Brano scelto:
-=-=-=-=-

Coronavirus, commercianti e sale giochi contro l'ordinanza. Spuntano i ricorsi

Coronavirus, commercianti e sale giochi contro l'ordinanza. Spuntano i ricorsi
di Federico Fabrizi
4 Minuti di Lettura
Mercoledì 21 Ottobre 2020, 11:00

PERUGIA - I gestori delle sale scommesse sono pronti ad andare in tribunale. Ce l’hanno con il primo comma dell’articolo 3 contenuto nell’ultima ordinanza “anti-covid” firmata lunedì dalla presidente Donatella Tesei: «A decorrere dal 20 ottobre e fino al fino al 14 novembre sono sospese le attività delle sale giochi, sale scommesse e sale bingo».

-=-=-=-=-

Dati forniti:
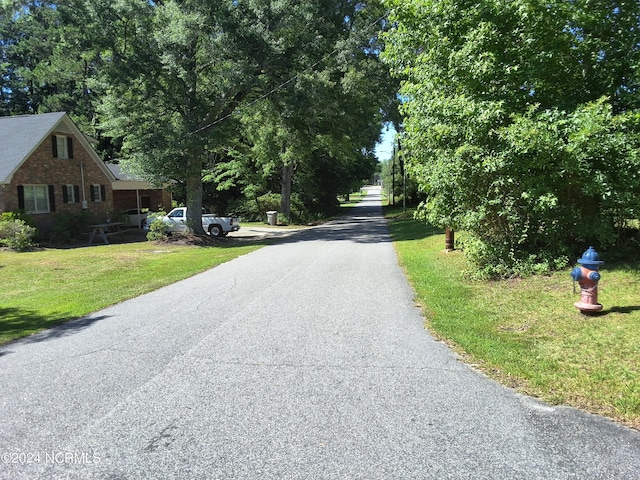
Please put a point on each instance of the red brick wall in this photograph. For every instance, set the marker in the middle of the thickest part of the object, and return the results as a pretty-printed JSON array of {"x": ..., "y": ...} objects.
[{"x": 43, "y": 169}]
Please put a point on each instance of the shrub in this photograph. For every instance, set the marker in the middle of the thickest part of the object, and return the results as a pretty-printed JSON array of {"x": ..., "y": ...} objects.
[
  {"x": 158, "y": 230},
  {"x": 67, "y": 227},
  {"x": 16, "y": 233}
]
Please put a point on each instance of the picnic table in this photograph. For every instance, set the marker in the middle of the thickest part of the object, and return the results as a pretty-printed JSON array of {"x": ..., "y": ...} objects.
[{"x": 105, "y": 230}]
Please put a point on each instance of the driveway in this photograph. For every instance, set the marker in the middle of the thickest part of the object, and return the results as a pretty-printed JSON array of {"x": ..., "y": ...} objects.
[{"x": 306, "y": 359}]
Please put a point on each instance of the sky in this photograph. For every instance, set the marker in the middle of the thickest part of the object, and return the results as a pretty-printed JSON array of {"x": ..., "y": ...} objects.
[{"x": 384, "y": 149}]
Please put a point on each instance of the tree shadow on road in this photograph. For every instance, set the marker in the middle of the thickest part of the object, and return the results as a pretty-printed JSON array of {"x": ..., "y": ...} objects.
[{"x": 17, "y": 322}]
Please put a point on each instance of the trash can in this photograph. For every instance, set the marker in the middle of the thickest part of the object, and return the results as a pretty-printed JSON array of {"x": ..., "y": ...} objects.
[{"x": 272, "y": 217}]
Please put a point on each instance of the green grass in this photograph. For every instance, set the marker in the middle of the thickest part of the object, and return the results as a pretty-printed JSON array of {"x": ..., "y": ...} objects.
[
  {"x": 47, "y": 287},
  {"x": 526, "y": 333}
]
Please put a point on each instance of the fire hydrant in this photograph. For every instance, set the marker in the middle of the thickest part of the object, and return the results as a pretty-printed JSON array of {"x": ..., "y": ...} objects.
[{"x": 587, "y": 276}]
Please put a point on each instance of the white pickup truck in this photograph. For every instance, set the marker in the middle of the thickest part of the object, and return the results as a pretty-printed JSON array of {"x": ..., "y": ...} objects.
[{"x": 216, "y": 226}]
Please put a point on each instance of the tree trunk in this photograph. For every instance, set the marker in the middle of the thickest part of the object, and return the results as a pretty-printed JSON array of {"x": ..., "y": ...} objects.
[
  {"x": 285, "y": 204},
  {"x": 194, "y": 194}
]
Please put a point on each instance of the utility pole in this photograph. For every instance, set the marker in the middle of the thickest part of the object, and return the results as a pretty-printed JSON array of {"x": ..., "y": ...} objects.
[{"x": 404, "y": 179}]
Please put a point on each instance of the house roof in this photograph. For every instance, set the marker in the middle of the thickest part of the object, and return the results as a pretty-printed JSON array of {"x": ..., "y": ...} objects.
[
  {"x": 126, "y": 181},
  {"x": 21, "y": 135}
]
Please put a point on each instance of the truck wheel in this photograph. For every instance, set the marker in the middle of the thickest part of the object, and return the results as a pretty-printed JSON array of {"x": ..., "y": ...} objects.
[{"x": 215, "y": 230}]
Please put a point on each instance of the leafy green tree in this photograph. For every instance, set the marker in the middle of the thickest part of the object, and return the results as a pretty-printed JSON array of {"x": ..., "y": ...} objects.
[
  {"x": 314, "y": 138},
  {"x": 47, "y": 62},
  {"x": 518, "y": 116}
]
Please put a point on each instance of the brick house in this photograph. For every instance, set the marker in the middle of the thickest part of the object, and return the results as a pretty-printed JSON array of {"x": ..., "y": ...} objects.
[
  {"x": 48, "y": 167},
  {"x": 130, "y": 192}
]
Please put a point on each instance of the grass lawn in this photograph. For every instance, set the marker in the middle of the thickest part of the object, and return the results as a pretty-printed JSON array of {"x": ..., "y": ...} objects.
[
  {"x": 526, "y": 333},
  {"x": 50, "y": 286}
]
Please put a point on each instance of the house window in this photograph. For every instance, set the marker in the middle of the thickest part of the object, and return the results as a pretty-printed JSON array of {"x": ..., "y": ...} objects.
[
  {"x": 70, "y": 193},
  {"x": 62, "y": 146},
  {"x": 36, "y": 198},
  {"x": 98, "y": 193}
]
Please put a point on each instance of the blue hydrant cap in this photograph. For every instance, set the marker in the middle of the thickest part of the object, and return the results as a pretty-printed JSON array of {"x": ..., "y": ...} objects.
[{"x": 590, "y": 257}]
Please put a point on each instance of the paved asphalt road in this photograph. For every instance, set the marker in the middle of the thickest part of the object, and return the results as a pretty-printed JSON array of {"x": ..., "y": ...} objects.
[{"x": 304, "y": 360}]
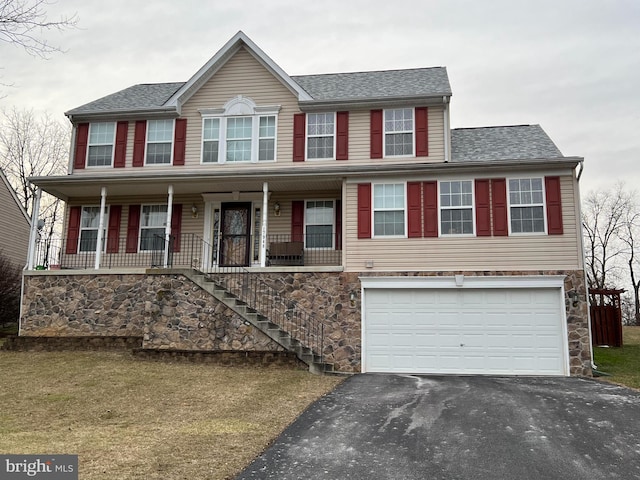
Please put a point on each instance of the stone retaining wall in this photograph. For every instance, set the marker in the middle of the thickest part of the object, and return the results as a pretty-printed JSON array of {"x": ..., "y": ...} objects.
[{"x": 172, "y": 313}]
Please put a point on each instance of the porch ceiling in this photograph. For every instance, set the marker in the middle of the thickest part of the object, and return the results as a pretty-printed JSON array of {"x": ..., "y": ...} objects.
[{"x": 120, "y": 186}]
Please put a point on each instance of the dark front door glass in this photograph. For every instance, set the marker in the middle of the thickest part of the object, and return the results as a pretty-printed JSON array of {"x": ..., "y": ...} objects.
[{"x": 235, "y": 243}]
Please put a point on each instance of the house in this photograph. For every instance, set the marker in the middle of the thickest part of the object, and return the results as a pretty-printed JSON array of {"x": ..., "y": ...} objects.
[
  {"x": 15, "y": 225},
  {"x": 337, "y": 216}
]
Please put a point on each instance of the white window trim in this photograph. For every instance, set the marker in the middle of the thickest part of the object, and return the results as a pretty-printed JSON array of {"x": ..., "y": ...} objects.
[
  {"x": 333, "y": 223},
  {"x": 374, "y": 210},
  {"x": 113, "y": 146},
  {"x": 307, "y": 136},
  {"x": 239, "y": 107},
  {"x": 147, "y": 142},
  {"x": 544, "y": 206},
  {"x": 140, "y": 227},
  {"x": 473, "y": 209},
  {"x": 105, "y": 225},
  {"x": 413, "y": 134}
]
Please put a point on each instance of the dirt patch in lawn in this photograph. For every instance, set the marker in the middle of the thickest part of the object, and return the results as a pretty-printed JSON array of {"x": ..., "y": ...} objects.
[{"x": 129, "y": 419}]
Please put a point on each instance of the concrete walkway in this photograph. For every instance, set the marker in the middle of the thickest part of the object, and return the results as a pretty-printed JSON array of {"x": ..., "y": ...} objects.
[{"x": 405, "y": 427}]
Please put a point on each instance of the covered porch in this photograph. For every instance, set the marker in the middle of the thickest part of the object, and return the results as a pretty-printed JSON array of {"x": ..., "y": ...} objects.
[{"x": 192, "y": 220}]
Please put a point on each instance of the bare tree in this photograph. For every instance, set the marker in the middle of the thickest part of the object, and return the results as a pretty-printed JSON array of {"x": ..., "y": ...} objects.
[
  {"x": 630, "y": 236},
  {"x": 34, "y": 147},
  {"x": 22, "y": 23},
  {"x": 603, "y": 217}
]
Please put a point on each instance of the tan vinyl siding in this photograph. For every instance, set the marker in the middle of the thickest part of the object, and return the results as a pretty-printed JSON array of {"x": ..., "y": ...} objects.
[
  {"x": 14, "y": 228},
  {"x": 241, "y": 75},
  {"x": 526, "y": 252}
]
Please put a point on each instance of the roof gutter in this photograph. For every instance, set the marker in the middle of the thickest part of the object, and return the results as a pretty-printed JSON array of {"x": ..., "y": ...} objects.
[{"x": 374, "y": 102}]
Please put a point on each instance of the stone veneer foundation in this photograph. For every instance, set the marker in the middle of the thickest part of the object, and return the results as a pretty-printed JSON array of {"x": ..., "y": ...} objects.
[{"x": 172, "y": 313}]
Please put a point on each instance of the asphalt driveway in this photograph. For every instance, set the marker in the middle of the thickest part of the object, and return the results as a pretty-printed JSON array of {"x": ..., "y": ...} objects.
[{"x": 404, "y": 427}]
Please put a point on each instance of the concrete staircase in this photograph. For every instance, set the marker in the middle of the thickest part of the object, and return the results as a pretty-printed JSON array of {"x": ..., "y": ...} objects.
[{"x": 261, "y": 322}]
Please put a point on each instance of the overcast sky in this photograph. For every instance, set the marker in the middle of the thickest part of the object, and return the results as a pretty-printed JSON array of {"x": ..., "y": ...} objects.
[{"x": 572, "y": 66}]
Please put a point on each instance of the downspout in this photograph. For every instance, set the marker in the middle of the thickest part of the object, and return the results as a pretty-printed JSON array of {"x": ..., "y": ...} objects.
[
  {"x": 264, "y": 224},
  {"x": 100, "y": 242},
  {"x": 167, "y": 227},
  {"x": 584, "y": 265},
  {"x": 33, "y": 234}
]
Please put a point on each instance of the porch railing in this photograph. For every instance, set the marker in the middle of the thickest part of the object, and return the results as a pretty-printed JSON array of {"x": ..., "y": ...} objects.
[
  {"x": 289, "y": 315},
  {"x": 190, "y": 251}
]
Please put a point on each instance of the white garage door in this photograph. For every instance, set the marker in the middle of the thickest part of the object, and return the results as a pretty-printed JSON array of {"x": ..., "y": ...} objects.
[{"x": 464, "y": 331}]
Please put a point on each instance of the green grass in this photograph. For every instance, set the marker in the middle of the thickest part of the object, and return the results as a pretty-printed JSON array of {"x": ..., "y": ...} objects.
[
  {"x": 623, "y": 363},
  {"x": 130, "y": 419}
]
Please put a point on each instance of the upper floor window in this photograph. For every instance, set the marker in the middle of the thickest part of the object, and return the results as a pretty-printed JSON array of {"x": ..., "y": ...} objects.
[
  {"x": 526, "y": 205},
  {"x": 159, "y": 142},
  {"x": 388, "y": 209},
  {"x": 241, "y": 132},
  {"x": 153, "y": 220},
  {"x": 100, "y": 144},
  {"x": 319, "y": 224},
  {"x": 320, "y": 135},
  {"x": 456, "y": 207},
  {"x": 89, "y": 227},
  {"x": 398, "y": 132}
]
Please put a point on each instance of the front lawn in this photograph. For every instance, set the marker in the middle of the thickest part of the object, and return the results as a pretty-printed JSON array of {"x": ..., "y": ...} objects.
[
  {"x": 132, "y": 419},
  {"x": 623, "y": 363}
]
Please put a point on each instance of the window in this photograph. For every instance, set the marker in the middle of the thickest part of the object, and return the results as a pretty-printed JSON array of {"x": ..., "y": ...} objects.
[
  {"x": 398, "y": 132},
  {"x": 239, "y": 139},
  {"x": 319, "y": 224},
  {"x": 153, "y": 220},
  {"x": 526, "y": 205},
  {"x": 89, "y": 225},
  {"x": 210, "y": 140},
  {"x": 320, "y": 135},
  {"x": 456, "y": 207},
  {"x": 388, "y": 209},
  {"x": 159, "y": 141},
  {"x": 101, "y": 139}
]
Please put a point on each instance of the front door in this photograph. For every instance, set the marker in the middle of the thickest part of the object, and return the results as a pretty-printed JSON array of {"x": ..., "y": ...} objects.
[{"x": 235, "y": 230}]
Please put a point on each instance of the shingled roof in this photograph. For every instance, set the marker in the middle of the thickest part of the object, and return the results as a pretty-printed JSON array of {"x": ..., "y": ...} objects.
[
  {"x": 418, "y": 82},
  {"x": 486, "y": 144}
]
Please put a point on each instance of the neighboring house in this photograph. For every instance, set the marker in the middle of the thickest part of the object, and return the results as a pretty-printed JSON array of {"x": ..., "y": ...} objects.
[
  {"x": 15, "y": 225},
  {"x": 340, "y": 208}
]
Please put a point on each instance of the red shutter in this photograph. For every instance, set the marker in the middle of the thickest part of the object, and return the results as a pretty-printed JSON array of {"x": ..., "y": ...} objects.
[
  {"x": 133, "y": 228},
  {"x": 414, "y": 206},
  {"x": 554, "y": 205},
  {"x": 499, "y": 205},
  {"x": 430, "y": 202},
  {"x": 338, "y": 225},
  {"x": 82, "y": 140},
  {"x": 342, "y": 139},
  {"x": 299, "y": 120},
  {"x": 73, "y": 230},
  {"x": 483, "y": 209},
  {"x": 176, "y": 226},
  {"x": 376, "y": 133},
  {"x": 297, "y": 221},
  {"x": 139, "y": 141},
  {"x": 113, "y": 232},
  {"x": 119, "y": 159},
  {"x": 364, "y": 210},
  {"x": 422, "y": 132},
  {"x": 180, "y": 141}
]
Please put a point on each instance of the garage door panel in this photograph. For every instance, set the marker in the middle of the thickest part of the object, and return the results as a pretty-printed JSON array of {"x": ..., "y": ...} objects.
[{"x": 458, "y": 331}]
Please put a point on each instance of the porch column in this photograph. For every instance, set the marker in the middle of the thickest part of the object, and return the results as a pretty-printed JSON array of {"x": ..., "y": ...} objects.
[
  {"x": 33, "y": 234},
  {"x": 264, "y": 223},
  {"x": 100, "y": 241},
  {"x": 167, "y": 227}
]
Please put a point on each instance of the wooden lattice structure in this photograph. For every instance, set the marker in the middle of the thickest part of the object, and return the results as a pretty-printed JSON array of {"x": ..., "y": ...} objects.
[{"x": 606, "y": 317}]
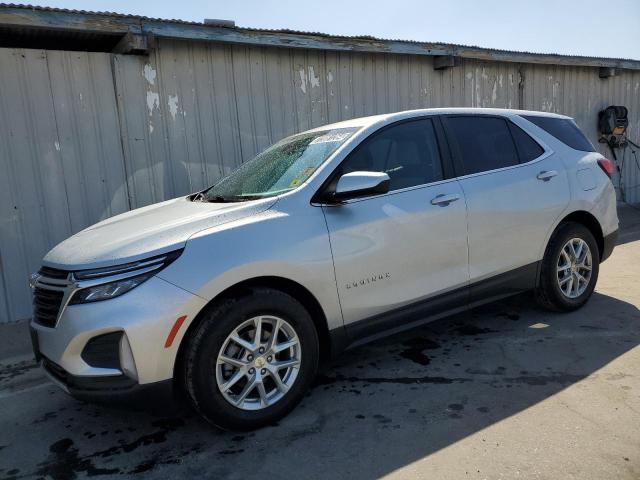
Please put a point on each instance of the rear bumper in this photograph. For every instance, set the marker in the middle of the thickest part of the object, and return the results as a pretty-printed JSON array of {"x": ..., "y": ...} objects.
[{"x": 609, "y": 243}]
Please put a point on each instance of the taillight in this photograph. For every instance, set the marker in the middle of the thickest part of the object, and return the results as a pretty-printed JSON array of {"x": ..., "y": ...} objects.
[{"x": 607, "y": 166}]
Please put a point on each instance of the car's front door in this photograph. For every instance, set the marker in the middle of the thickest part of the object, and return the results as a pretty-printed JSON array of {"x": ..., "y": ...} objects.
[{"x": 400, "y": 250}]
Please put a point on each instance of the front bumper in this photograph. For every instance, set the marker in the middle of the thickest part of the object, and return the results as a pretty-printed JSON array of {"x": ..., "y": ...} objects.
[{"x": 142, "y": 318}]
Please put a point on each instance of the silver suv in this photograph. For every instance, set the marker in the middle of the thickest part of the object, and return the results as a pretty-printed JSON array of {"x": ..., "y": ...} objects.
[{"x": 325, "y": 240}]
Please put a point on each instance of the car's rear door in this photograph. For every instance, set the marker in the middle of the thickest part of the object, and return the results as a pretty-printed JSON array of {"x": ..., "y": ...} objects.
[
  {"x": 398, "y": 251},
  {"x": 515, "y": 190}
]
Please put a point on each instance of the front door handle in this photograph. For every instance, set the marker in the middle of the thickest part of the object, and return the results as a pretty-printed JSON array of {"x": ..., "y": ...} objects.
[
  {"x": 443, "y": 200},
  {"x": 546, "y": 175}
]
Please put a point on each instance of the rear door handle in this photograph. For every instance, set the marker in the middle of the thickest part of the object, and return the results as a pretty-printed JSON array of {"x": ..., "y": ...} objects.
[
  {"x": 546, "y": 175},
  {"x": 443, "y": 200}
]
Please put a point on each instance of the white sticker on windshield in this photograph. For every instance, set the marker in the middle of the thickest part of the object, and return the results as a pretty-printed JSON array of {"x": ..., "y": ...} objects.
[{"x": 335, "y": 136}]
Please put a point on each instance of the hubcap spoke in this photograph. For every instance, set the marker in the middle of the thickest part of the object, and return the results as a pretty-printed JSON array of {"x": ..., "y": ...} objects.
[
  {"x": 242, "y": 342},
  {"x": 251, "y": 384},
  {"x": 258, "y": 333},
  {"x": 574, "y": 268},
  {"x": 233, "y": 380},
  {"x": 278, "y": 381},
  {"x": 232, "y": 361},
  {"x": 263, "y": 394},
  {"x": 286, "y": 364},
  {"x": 284, "y": 345}
]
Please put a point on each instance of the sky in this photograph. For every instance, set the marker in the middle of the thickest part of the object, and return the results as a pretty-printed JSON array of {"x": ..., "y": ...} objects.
[{"x": 572, "y": 27}]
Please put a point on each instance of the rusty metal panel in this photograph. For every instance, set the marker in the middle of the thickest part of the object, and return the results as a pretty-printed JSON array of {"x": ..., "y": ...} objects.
[
  {"x": 60, "y": 159},
  {"x": 581, "y": 94}
]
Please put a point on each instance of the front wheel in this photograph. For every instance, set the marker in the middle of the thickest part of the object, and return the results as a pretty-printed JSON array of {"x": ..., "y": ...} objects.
[
  {"x": 251, "y": 360},
  {"x": 569, "y": 268}
]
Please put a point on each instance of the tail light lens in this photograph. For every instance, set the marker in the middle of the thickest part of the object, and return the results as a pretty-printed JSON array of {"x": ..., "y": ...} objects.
[{"x": 607, "y": 166}]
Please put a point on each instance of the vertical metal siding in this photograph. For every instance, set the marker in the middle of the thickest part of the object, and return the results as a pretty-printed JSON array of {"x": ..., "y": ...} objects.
[
  {"x": 84, "y": 136},
  {"x": 59, "y": 156},
  {"x": 579, "y": 93}
]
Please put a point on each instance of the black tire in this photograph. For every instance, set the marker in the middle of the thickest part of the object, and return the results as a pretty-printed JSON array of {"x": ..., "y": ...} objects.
[
  {"x": 548, "y": 292},
  {"x": 206, "y": 341}
]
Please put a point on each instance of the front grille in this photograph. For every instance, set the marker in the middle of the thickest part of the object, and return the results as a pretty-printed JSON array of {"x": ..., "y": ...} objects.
[
  {"x": 46, "y": 305},
  {"x": 53, "y": 273}
]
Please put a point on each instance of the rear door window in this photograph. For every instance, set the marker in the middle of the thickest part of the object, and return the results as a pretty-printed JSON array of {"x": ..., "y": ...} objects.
[
  {"x": 564, "y": 130},
  {"x": 480, "y": 143},
  {"x": 528, "y": 148}
]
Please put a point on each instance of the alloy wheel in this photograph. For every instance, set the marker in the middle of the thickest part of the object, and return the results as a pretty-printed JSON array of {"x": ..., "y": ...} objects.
[{"x": 258, "y": 363}]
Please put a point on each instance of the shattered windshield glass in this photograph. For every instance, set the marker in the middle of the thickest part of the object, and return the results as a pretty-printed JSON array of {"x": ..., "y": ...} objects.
[{"x": 280, "y": 168}]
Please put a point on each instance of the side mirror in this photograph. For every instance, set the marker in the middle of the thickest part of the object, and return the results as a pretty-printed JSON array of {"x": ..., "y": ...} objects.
[{"x": 360, "y": 184}]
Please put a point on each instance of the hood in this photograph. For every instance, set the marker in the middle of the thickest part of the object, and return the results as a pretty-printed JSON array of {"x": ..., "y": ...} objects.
[{"x": 146, "y": 232}]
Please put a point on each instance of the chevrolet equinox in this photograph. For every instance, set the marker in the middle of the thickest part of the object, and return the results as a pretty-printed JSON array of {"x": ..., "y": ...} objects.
[{"x": 324, "y": 240}]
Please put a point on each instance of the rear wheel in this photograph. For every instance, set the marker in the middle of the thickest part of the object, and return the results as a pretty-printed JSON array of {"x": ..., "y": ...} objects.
[
  {"x": 251, "y": 360},
  {"x": 569, "y": 268}
]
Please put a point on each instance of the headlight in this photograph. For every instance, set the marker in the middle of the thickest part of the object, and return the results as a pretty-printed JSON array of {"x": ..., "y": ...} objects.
[
  {"x": 108, "y": 290},
  {"x": 111, "y": 282}
]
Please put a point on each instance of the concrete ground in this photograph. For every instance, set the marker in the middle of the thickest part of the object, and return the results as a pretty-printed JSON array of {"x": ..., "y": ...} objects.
[{"x": 506, "y": 391}]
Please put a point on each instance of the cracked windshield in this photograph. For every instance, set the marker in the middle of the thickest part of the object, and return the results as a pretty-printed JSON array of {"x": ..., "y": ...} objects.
[{"x": 280, "y": 168}]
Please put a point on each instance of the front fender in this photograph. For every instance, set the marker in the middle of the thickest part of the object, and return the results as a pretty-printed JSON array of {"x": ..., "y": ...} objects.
[{"x": 274, "y": 243}]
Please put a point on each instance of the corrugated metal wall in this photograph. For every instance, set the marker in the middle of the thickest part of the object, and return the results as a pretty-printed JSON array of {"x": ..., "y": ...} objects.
[{"x": 84, "y": 136}]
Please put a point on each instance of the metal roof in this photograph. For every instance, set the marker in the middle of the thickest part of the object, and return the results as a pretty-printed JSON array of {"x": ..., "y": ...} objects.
[{"x": 19, "y": 17}]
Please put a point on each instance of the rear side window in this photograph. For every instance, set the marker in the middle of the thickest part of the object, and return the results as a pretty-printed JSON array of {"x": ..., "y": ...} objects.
[
  {"x": 528, "y": 148},
  {"x": 481, "y": 143},
  {"x": 407, "y": 152},
  {"x": 564, "y": 130}
]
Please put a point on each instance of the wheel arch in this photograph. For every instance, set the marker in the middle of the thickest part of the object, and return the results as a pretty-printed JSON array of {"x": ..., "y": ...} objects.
[
  {"x": 285, "y": 285},
  {"x": 588, "y": 220}
]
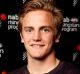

-=-=-=-=-

Compito:
Nell'articolo sull'ordinanza anti-covid contestata dalle sale scommesse, chi ha firmato l'ordinanza? L'elenco non ha alcun ruolo in questo lavoro.

Esercizio svolto:
La presidente Donatella Tesei.